__INFORMATION SHOWN__.
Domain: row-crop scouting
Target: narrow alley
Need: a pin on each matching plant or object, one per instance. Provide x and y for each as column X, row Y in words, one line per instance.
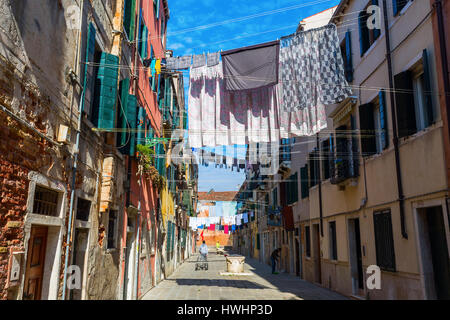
column 257, row 283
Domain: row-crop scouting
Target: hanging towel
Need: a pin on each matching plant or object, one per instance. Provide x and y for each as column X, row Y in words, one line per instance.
column 199, row 60
column 158, row 66
column 213, row 59
column 251, row 67
column 171, row 63
column 312, row 69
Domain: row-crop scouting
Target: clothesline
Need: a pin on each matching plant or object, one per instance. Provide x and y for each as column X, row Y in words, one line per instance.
column 362, row 87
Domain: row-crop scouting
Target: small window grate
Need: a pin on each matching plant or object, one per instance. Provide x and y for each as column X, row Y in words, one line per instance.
column 83, row 209
column 45, row 202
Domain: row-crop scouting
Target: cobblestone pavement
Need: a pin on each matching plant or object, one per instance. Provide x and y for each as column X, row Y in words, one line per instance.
column 188, row 284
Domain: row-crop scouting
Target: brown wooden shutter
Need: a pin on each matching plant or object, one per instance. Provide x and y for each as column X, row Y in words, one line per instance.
column 404, row 97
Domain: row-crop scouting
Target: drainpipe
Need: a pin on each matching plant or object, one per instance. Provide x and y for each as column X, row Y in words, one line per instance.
column 443, row 51
column 75, row 164
column 394, row 123
column 136, row 258
column 320, row 189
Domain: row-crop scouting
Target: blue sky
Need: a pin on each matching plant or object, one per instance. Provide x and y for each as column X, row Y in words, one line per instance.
column 190, row 32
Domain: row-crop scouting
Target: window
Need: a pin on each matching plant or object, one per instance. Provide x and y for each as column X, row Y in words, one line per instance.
column 304, row 181
column 367, row 37
column 346, row 51
column 384, row 241
column 275, row 198
column 326, row 154
column 398, row 5
column 83, row 209
column 45, row 202
column 413, row 98
column 333, row 240
column 373, row 124
column 314, row 168
column 308, row 241
column 112, row 229
column 129, row 18
column 346, row 161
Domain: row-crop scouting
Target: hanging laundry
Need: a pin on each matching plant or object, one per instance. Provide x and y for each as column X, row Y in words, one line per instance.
column 199, row 60
column 218, row 118
column 312, row 69
column 184, row 62
column 213, row 59
column 251, row 67
column 171, row 63
column 158, row 66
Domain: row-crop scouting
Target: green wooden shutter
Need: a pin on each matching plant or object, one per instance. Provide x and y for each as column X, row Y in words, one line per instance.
column 427, row 89
column 106, row 92
column 355, row 154
column 395, row 7
column 132, row 119
column 295, row 188
column 141, row 127
column 129, row 22
column 406, row 116
column 348, row 57
column 363, row 34
column 376, row 32
column 383, row 120
column 89, row 71
column 157, row 9
column 304, row 182
column 144, row 47
column 367, row 129
column 123, row 106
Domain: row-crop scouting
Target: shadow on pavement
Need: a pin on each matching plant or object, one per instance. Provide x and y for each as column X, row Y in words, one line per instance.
column 241, row 284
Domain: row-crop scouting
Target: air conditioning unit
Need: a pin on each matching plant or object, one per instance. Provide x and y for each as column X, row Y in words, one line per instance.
column 63, row 134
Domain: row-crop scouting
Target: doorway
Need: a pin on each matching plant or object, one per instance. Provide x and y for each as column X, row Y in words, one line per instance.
column 434, row 253
column 34, row 271
column 354, row 236
column 79, row 255
column 316, row 248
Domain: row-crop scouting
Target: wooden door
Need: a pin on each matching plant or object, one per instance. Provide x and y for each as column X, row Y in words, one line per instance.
column 35, row 263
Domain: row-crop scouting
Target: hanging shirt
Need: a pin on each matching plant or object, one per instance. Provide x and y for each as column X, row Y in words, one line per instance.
column 312, row 69
column 213, row 59
column 199, row 61
column 158, row 66
column 251, row 67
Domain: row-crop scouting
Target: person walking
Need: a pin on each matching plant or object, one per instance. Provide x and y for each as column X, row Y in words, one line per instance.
column 274, row 259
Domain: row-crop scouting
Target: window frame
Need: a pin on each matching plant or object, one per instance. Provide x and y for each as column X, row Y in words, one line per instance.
column 380, row 255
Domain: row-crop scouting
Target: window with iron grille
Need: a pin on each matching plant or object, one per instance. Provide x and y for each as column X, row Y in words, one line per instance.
column 333, row 240
column 83, row 209
column 45, row 202
column 308, row 241
column 384, row 240
column 112, row 224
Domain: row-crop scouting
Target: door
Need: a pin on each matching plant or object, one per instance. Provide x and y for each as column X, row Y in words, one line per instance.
column 297, row 257
column 437, row 258
column 35, row 263
column 356, row 269
column 79, row 254
column 316, row 244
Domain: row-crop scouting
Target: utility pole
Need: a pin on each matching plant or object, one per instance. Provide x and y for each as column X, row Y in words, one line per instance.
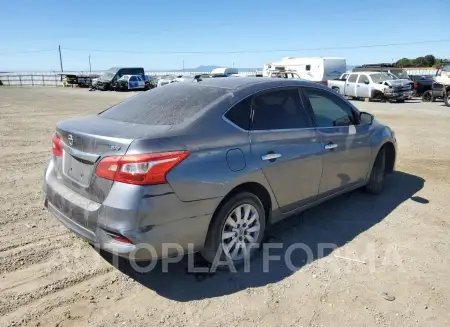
column 60, row 57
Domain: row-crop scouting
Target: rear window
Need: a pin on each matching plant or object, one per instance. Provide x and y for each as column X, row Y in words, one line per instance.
column 168, row 105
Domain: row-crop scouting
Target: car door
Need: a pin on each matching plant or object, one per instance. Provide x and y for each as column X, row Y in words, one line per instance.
column 132, row 82
column 363, row 86
column 346, row 142
column 350, row 85
column 286, row 146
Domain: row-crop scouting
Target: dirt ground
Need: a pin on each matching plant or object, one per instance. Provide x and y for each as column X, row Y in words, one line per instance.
column 49, row 277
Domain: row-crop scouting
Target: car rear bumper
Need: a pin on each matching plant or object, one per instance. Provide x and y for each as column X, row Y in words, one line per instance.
column 158, row 224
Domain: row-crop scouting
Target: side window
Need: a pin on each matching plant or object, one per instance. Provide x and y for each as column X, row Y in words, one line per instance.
column 329, row 110
column 352, row 78
column 279, row 109
column 240, row 114
column 363, row 79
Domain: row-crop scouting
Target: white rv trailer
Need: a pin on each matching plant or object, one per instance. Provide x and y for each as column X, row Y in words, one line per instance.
column 315, row 69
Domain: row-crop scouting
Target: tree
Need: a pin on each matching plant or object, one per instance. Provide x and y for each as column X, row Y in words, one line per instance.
column 430, row 60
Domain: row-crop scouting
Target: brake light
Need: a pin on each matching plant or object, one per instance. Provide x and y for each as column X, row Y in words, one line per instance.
column 56, row 145
column 140, row 169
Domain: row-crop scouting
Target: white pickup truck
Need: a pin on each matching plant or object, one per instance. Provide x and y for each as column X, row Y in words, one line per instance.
column 372, row 85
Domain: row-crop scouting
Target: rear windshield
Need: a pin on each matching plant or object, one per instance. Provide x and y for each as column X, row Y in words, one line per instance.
column 166, row 105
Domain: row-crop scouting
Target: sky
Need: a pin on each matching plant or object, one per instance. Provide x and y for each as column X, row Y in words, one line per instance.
column 161, row 35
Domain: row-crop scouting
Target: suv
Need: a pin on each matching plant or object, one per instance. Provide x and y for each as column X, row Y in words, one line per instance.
column 385, row 68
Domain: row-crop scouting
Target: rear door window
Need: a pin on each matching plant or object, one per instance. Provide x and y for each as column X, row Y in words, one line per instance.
column 240, row 114
column 279, row 109
column 168, row 105
column 329, row 109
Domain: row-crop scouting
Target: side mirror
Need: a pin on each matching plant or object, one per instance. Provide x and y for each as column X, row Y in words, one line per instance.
column 366, row 118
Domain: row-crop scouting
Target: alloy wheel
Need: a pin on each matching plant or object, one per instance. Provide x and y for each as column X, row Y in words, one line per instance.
column 240, row 230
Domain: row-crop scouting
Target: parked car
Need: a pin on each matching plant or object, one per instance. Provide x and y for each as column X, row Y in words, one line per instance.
column 421, row 84
column 372, row 85
column 166, row 79
column 212, row 164
column 130, row 82
column 106, row 82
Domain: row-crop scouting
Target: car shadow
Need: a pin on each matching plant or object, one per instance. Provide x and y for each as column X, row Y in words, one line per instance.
column 336, row 222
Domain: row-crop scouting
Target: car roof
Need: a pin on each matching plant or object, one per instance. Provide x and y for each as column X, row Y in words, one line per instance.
column 234, row 84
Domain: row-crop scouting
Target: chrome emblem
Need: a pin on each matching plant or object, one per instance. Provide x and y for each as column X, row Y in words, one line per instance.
column 70, row 139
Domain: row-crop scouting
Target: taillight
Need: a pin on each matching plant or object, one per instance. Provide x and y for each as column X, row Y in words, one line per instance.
column 141, row 169
column 56, row 146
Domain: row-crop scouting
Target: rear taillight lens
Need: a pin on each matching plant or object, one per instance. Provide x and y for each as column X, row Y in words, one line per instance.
column 141, row 169
column 57, row 146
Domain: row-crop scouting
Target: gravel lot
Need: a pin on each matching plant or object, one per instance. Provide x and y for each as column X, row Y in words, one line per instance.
column 49, row 277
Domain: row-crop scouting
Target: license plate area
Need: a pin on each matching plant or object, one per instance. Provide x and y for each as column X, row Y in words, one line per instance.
column 78, row 170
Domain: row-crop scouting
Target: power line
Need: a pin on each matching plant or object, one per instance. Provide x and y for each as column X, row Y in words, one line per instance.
column 233, row 52
column 28, row 51
column 261, row 51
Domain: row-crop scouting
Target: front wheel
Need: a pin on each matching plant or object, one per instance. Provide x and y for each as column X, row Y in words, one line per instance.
column 236, row 230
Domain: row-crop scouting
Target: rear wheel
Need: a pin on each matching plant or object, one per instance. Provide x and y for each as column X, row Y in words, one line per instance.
column 237, row 229
column 447, row 99
column 378, row 174
column 427, row 96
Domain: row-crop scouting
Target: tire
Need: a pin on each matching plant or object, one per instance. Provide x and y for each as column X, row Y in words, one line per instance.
column 378, row 174
column 427, row 96
column 447, row 99
column 220, row 225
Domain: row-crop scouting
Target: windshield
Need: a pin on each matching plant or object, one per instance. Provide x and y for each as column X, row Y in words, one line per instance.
column 400, row 73
column 381, row 77
column 107, row 76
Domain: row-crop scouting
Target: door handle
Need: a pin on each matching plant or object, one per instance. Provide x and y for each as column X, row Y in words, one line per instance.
column 331, row 146
column 271, row 156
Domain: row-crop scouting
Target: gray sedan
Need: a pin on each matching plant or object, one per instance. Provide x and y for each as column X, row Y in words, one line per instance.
column 210, row 165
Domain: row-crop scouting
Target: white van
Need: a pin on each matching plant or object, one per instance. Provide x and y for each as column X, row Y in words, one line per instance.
column 315, row 69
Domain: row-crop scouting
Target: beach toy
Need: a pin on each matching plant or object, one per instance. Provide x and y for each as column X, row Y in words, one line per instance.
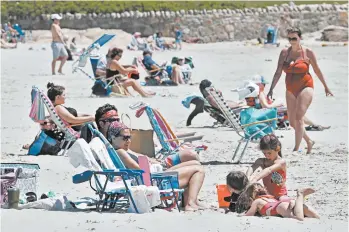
column 222, row 192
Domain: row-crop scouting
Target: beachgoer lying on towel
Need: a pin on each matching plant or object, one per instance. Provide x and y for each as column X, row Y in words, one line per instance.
column 137, row 43
column 120, row 73
column 263, row 102
column 108, row 113
column 191, row 174
column 57, row 95
column 153, row 67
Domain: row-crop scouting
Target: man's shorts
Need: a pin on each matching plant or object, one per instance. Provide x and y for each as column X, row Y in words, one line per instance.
column 58, row 50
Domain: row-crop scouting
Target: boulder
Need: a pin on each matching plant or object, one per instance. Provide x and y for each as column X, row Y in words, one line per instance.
column 335, row 34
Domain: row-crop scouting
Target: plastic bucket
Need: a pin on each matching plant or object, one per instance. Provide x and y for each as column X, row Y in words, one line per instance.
column 222, row 191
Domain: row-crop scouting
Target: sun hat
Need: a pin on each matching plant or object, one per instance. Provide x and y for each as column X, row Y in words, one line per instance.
column 56, row 16
column 259, row 79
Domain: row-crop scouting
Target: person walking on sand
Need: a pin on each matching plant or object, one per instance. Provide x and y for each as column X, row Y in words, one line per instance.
column 295, row 62
column 57, row 45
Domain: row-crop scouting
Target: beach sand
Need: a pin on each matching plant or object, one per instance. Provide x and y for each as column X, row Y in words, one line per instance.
column 227, row 65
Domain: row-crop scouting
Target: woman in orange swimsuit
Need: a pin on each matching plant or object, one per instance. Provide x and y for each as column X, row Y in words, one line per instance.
column 295, row 62
column 266, row 205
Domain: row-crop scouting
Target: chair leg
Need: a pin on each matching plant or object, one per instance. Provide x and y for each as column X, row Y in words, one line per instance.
column 237, row 149
column 132, row 201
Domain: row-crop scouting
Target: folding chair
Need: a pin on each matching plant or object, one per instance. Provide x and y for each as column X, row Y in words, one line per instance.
column 167, row 182
column 243, row 130
column 170, row 142
column 109, row 190
column 37, row 113
column 81, row 62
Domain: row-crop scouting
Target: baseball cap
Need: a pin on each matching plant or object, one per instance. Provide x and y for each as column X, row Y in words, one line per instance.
column 56, row 16
column 259, row 79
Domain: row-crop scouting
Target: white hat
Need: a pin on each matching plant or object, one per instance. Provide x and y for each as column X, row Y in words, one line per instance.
column 56, row 16
column 250, row 89
column 258, row 79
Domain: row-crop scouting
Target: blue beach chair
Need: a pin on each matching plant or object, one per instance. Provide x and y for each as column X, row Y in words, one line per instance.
column 249, row 125
column 110, row 193
column 81, row 62
column 167, row 182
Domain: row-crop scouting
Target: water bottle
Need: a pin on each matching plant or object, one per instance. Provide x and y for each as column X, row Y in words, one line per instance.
column 13, row 198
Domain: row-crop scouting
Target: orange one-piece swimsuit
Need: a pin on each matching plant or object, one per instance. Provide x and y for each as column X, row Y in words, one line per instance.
column 297, row 75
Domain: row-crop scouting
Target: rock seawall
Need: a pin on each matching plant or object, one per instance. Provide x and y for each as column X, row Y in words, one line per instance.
column 207, row 25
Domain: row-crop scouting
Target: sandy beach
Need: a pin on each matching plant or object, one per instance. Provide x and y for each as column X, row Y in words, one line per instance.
column 227, row 65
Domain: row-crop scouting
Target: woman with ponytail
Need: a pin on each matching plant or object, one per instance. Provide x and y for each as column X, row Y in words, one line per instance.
column 273, row 167
column 57, row 95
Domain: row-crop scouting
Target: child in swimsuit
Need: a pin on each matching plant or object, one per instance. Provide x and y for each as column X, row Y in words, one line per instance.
column 258, row 200
column 273, row 167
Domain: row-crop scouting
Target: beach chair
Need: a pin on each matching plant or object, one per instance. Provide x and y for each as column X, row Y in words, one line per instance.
column 37, row 113
column 81, row 62
column 111, row 186
column 170, row 142
column 167, row 182
column 251, row 130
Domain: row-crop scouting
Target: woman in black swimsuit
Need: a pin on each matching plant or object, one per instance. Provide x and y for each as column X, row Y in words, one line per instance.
column 56, row 94
column 115, row 68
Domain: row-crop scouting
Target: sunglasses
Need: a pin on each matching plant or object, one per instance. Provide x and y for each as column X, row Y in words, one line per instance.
column 110, row 120
column 125, row 137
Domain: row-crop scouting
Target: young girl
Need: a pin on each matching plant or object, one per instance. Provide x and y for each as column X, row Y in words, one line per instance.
column 258, row 200
column 273, row 167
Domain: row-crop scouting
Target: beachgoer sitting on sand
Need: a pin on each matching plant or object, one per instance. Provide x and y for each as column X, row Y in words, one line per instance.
column 57, row 95
column 151, row 65
column 271, row 169
column 120, row 72
column 190, row 174
column 257, row 199
column 137, row 43
column 236, row 181
column 108, row 113
column 263, row 102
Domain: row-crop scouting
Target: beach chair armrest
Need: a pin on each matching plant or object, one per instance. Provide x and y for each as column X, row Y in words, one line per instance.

__WHAT IS NEEDED__. Scan the material above. Return every line containing the string "towel".

__FINISHED TASK__.
Target: hanging towel
Target: beachgoer lying on towel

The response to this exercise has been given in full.